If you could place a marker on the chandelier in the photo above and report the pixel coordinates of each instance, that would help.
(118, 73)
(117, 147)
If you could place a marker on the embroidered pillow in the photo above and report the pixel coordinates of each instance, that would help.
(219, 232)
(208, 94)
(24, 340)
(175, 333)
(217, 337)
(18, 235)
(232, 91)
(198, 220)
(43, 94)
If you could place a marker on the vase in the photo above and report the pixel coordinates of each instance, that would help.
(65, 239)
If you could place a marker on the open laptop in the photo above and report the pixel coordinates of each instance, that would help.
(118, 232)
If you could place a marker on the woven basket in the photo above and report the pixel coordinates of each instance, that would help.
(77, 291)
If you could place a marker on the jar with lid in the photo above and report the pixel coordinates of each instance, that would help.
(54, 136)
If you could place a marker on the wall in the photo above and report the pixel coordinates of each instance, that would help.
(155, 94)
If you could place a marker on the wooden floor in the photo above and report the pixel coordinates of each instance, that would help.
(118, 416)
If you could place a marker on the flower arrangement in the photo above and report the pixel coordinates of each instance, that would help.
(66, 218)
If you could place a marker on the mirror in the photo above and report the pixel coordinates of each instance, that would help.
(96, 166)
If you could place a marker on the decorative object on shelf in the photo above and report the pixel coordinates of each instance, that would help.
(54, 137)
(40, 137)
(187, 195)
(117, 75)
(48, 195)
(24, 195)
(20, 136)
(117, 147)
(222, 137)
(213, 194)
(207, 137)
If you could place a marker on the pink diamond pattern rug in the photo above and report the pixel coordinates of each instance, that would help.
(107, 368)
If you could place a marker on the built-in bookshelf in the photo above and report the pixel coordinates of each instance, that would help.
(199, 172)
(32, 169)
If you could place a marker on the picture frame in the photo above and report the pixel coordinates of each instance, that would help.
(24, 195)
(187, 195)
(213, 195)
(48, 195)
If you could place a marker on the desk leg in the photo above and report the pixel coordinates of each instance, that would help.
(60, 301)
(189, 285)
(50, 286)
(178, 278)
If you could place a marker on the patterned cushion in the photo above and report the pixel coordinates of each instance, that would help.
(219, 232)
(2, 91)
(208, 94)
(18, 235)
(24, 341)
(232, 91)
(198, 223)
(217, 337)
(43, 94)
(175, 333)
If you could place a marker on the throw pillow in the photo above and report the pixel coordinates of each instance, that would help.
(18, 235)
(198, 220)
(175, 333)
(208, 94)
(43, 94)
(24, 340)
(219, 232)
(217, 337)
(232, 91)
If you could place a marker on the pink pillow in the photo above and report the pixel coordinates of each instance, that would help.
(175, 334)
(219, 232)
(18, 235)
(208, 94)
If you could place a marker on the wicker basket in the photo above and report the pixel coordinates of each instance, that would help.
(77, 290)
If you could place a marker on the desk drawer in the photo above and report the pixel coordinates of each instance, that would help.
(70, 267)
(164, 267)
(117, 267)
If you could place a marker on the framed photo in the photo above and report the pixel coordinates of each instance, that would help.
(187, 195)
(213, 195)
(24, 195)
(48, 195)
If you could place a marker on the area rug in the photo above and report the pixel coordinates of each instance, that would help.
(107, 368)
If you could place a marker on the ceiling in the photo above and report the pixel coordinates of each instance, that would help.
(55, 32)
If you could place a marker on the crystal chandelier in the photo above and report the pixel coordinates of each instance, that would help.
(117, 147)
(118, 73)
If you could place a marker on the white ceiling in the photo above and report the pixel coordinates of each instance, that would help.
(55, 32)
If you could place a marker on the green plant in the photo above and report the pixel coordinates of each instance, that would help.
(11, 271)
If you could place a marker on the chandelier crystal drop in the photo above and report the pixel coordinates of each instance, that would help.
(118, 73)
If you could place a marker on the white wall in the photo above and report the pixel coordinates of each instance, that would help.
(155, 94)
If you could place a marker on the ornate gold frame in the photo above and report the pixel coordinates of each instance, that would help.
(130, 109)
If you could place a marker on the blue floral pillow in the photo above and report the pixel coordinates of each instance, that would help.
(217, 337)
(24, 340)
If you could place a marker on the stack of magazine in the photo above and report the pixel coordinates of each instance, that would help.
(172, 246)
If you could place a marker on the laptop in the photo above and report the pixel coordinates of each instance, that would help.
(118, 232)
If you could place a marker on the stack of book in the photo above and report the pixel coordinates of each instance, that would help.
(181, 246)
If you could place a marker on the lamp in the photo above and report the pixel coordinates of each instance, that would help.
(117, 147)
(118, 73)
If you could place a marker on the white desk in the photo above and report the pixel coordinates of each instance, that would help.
_ _ _ _ _
Rewrite the stretch of the material from the line containing "If you could place a marker on the lamp" through its end, keeping the requests. Raise every pixel coordinate in the answers by 104.

If you could place a marker on the lamp in the photo above and report the pixel coordinates of each instance, that would help.
(221, 251)
(222, 177)
If you could place a marker on the white desk in the photo above and report the pixel coordinates of each instance, that would help.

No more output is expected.